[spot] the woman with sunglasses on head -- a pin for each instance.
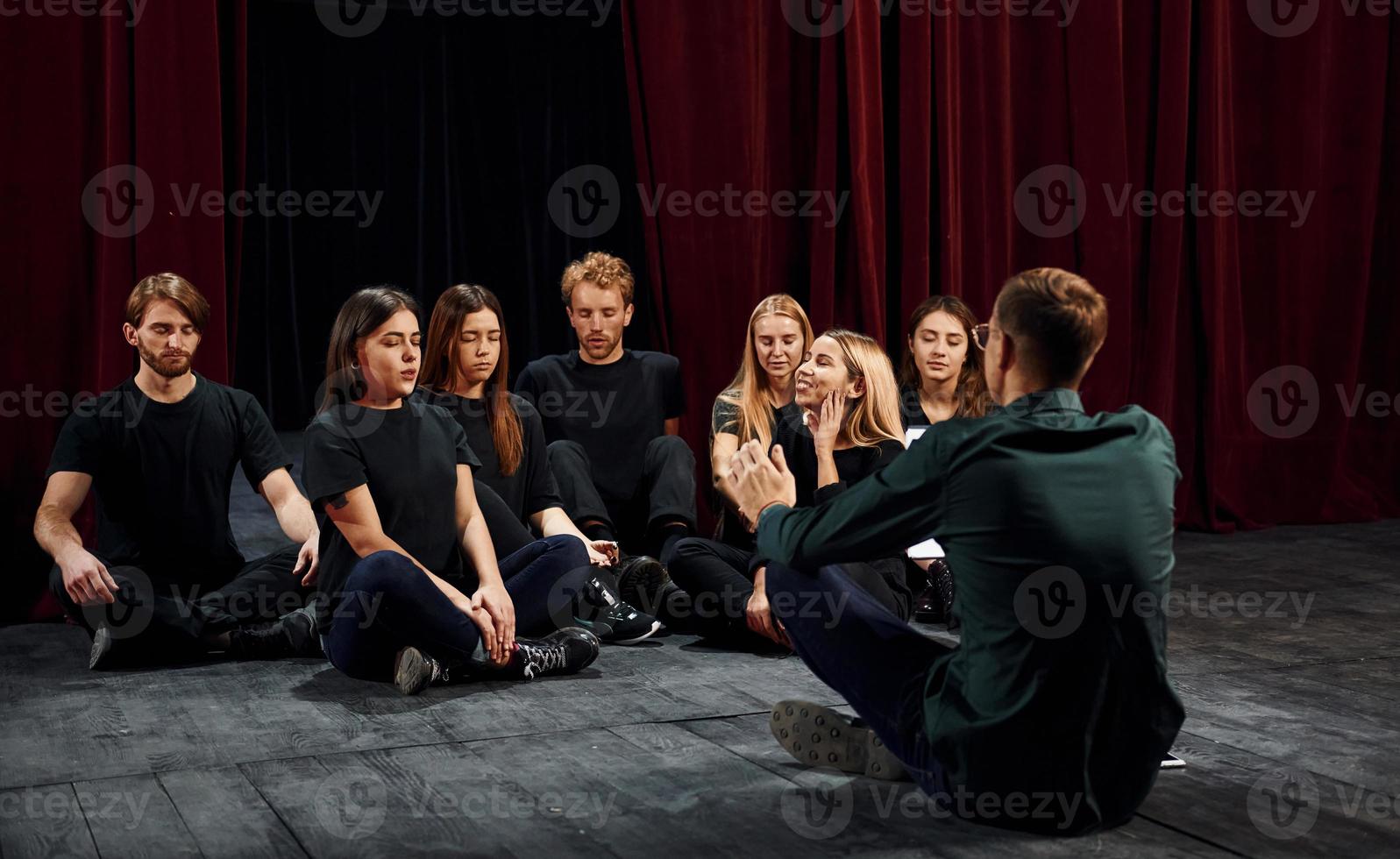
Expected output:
(392, 476)
(941, 380)
(842, 427)
(778, 337)
(465, 370)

____

Task goal:
Please output the entire listing above verbatim and omit its images.

Solution to this exercise:
[spot] the woman with sunglasses on head -- a pin for each instance.
Expected output:
(392, 476)
(941, 380)
(842, 427)
(778, 337)
(465, 370)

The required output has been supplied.